Énoncé 1: D'après le texte extrait, quelle part des voix le référendum a-t-il accordée au roi Léopold III ?
Énoncé 2: Reformulez de façon plus concise le paragraphe du texte extrait qui commence par « Armel Job est un romancier d'une rare intelligence », sans perdre ses faits principaux.
Énoncé 3: Citez le passage du texte extrait qui commence par « Je m’en voudrais » et se poursuit jusqu'à « de la rédemption. ».

Texte extrait:
....................
28 mai 2010

Grâce et dénuement

Je m’en voudrais de ne pas vous signaler la sortie en poche (Espace Nord) du roman d’Armel Job, Le Conseiller du roi, paru en 2003 chez Robert Laffont. On connaît Armel Job pour sa plume alerte et impertinente, toujours prompte à relever les bassesses humaines, les mesquineries du quotidien comme, à contrario, les moments de grâce d’une humanité jamais très éloignée de la rédemption.
Armel Job est un romancier d’une rare intelligence, il a déjà acquis à sa cause un public d'irréductibles fans (dont votre serviteur...) qui verront dans ce roman un véritable petit chef-d’œuvre. L’auteur situe l’action de son intrigue en pleine question royale. Le roi Léopold III toujours exilé en Allemagne - nous sommes en 1950 - peut enfin revenir en Belgique suite au referendum qui le réhabilite de justesse (à 57 % des voix). Mais les manifestations populaires vont bon train et le roi se voit obligé d’abdiquer et de laisser la place à son fils Baudouin. Le Conseiller du roi – une fiction, doit-on le préciser - se concentre sur la personne d'Henri Gansberg van der Noot, l’aide de camp du souverain, qui est pris dans la tourmente politique mais aussi dans une tourmente sentimentale.
....................
Extraits de données:
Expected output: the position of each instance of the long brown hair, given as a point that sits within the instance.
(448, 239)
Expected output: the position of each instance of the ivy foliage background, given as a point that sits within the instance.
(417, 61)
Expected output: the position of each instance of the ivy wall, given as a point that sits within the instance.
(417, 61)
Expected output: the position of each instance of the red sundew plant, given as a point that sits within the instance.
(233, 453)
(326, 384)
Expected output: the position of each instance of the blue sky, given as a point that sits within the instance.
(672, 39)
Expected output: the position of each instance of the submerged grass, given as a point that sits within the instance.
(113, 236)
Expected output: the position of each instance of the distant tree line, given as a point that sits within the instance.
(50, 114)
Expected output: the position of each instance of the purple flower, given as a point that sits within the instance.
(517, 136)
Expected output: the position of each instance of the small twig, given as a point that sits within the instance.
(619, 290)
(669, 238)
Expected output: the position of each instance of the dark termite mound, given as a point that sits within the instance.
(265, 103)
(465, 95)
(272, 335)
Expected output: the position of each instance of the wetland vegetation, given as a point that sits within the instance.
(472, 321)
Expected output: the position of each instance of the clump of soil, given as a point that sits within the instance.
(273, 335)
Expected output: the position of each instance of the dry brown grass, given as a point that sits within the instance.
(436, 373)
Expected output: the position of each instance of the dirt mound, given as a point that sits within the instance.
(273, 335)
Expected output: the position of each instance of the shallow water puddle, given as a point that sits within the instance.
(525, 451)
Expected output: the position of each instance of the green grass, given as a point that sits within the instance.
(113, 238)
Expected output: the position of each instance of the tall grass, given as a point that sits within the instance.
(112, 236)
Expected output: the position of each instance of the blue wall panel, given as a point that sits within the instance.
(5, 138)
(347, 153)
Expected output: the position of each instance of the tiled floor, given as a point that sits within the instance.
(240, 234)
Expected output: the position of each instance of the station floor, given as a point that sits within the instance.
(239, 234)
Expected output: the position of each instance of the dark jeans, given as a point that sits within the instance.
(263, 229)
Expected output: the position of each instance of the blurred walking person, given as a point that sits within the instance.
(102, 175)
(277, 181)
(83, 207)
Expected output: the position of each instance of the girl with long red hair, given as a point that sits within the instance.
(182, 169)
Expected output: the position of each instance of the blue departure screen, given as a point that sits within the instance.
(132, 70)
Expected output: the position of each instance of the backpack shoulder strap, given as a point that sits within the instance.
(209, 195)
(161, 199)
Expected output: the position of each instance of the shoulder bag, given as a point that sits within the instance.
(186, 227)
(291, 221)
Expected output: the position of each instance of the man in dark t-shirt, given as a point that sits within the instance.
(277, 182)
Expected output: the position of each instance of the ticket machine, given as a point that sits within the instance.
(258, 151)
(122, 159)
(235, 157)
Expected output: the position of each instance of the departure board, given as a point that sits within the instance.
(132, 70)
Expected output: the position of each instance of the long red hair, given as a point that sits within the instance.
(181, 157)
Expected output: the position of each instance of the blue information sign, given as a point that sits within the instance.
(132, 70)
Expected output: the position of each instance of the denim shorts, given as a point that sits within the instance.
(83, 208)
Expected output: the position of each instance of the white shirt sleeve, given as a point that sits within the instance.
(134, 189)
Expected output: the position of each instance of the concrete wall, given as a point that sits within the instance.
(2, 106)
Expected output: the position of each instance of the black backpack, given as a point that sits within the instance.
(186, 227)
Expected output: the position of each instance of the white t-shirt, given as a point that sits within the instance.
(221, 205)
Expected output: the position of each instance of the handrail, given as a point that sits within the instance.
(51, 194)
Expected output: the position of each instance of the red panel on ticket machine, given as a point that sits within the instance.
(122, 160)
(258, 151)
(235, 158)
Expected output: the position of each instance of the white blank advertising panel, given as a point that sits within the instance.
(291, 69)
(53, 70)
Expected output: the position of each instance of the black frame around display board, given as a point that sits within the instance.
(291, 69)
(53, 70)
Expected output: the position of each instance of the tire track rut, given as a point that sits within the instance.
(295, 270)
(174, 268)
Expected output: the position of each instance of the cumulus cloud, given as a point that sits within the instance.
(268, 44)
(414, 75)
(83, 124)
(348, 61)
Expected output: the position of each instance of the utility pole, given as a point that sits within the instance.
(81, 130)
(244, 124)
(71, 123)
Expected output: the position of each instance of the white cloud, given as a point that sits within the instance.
....................
Réponse attendue 1: 57 % des voix.

Réponse attendue 2: Armel Job est un romancier d'une rare intelligence. Ses fans fidèles verront dans ce roman un petit chef-d'œuvre. L'intrigue se déroule en 1950, en pleine question royale. Léopold III est exilé en Allemagne et peut rentrer en Belgique après un référendum qui le réhabilite de justesse, avec 57 % des voix. Les manifestations populaires le contraignent pourtant à abdiquer au profit de son fils Baudouin. Cette fiction suit Henri Gansberg van der Noot, aide de camp du roi, pris dans une tourmente à la fois politique et sentimentale.

Réponse attendue 3:
Je m’en voudrais de ne pas vous signaler la sortie en poche (Espace Nord) du roman d’Armel Job, Le Conseiller du roi, paru en 2003 chez Robert Laffont. On connaît Armel Job pour sa plume alerte et impertinente, toujours prompte à relever les bassesses humaines, les mesquineries du quotidien comme, à contrario, les moments de grâce d’une humanité jamais très éloignée de la rédemption.